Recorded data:
Segment Open

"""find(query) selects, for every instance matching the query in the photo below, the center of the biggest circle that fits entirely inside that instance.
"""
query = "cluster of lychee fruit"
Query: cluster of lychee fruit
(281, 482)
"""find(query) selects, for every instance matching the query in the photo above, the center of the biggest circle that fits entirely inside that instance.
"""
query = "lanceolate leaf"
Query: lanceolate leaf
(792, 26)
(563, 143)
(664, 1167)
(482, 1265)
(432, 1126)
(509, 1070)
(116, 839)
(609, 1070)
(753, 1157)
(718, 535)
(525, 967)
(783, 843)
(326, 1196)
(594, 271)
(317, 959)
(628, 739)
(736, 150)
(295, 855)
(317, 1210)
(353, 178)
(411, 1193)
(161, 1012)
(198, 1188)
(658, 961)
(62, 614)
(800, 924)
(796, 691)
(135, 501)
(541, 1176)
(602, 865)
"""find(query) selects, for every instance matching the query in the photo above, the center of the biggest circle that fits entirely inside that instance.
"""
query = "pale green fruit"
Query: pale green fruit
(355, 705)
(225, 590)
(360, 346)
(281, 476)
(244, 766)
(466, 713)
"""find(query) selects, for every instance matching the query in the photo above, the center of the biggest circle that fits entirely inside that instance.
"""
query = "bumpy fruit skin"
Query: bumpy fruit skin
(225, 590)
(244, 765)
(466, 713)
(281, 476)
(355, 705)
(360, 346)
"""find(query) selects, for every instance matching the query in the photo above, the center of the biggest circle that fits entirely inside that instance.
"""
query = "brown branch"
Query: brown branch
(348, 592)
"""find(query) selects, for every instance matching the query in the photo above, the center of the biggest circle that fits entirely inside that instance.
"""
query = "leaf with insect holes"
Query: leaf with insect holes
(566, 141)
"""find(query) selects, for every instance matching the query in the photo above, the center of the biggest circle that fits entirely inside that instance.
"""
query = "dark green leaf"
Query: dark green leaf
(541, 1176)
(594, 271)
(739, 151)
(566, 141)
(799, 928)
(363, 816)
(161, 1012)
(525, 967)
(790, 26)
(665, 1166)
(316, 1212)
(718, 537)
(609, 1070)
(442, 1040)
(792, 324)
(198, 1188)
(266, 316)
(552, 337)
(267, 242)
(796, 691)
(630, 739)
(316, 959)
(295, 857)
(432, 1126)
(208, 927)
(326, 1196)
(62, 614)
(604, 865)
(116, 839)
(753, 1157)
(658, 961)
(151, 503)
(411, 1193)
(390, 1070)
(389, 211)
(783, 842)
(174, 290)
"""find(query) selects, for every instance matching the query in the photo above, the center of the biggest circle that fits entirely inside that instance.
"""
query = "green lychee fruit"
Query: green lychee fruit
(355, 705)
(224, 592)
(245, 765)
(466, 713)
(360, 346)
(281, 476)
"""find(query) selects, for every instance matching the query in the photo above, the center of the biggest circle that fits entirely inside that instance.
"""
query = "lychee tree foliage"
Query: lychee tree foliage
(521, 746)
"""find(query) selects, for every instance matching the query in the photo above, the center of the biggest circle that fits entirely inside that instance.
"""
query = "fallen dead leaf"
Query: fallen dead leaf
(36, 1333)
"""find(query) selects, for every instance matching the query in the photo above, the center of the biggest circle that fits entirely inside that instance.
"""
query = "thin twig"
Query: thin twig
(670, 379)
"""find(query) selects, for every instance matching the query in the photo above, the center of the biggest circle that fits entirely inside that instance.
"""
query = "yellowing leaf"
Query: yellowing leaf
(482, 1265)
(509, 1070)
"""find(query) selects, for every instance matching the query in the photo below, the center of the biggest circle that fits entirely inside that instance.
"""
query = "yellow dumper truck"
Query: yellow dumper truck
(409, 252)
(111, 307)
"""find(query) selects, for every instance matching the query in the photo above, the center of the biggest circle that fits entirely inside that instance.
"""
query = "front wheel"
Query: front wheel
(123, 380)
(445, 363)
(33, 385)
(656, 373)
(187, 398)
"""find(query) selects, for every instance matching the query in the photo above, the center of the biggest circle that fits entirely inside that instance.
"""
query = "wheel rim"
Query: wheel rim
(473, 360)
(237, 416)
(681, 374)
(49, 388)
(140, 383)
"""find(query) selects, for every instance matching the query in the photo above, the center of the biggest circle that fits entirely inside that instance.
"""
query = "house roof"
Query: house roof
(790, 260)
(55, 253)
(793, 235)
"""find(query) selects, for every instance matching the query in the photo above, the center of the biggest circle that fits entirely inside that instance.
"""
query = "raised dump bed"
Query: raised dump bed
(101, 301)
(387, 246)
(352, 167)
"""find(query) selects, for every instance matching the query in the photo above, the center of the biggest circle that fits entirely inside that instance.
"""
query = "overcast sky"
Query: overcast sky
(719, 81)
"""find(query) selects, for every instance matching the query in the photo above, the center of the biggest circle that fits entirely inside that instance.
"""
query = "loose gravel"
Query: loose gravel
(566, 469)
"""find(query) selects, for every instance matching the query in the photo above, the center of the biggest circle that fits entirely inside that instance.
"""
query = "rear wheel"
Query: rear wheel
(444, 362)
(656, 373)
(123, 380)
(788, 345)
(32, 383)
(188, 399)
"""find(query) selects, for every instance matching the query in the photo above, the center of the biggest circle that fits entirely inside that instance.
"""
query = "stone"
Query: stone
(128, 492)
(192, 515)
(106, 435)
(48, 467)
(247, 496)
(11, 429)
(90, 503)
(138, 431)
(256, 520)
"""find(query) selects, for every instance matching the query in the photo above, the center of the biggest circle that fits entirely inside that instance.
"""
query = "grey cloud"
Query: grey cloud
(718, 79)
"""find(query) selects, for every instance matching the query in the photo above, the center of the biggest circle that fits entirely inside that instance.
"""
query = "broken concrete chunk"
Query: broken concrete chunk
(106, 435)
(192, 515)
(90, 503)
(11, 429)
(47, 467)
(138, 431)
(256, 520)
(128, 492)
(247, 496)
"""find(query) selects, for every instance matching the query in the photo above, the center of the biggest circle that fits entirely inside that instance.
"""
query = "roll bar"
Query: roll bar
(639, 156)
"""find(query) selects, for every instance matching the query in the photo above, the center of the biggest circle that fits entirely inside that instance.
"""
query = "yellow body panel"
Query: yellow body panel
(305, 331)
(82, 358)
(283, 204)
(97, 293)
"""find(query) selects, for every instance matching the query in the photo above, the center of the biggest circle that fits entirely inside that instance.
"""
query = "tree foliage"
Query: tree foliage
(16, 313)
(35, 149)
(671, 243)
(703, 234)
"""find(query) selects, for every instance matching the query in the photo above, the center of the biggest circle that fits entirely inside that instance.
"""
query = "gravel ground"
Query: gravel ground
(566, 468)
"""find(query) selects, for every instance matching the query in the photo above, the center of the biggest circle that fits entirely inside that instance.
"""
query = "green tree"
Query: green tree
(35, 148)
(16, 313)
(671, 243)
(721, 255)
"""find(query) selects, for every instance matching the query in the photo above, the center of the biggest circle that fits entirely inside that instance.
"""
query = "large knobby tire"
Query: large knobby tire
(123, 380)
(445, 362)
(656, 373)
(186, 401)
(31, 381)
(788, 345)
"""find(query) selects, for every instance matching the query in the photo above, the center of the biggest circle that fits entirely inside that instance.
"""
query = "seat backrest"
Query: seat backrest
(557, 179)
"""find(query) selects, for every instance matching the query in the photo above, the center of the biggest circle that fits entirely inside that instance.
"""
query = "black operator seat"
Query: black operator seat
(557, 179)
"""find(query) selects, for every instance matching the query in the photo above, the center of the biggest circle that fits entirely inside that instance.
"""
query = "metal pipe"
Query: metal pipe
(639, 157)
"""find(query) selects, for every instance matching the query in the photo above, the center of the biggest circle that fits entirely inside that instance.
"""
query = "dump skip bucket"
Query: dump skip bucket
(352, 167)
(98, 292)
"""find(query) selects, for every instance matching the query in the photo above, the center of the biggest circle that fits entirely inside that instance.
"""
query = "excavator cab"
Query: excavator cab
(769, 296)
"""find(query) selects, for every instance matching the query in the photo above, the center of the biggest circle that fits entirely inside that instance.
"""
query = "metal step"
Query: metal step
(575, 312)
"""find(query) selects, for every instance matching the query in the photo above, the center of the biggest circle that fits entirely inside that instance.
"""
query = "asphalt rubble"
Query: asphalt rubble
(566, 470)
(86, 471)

Segment Closed

Look above for the line that contains "Query: dump skip bucket". That line and every line after it through the end of the data must be written out exactly, with nothing else.

▶ _RESPONSE FOR THIS EXERCISE_:
Query: dump skip bucket
(352, 167)
(98, 292)
"""find(query) selects, for every instance matching the query in the photo above, the center of the biggest circle that fits entirely inside that instance.
"""
query = "excavator cab"
Query: excavator cab
(769, 296)
"""find(query) selects, for every instance matching the query in the photo above, the center of the biggest circle that fits entirely inside that instance.
"""
query = "metal step"
Query: metal step
(575, 312)
"""find(query) selects, for every instance matching the query in the photo above, the center of the biggest circle that fits entirely inside that instance.
"""
query = "asphalt rubble"
Query: asphalt rubble
(566, 470)
(86, 471)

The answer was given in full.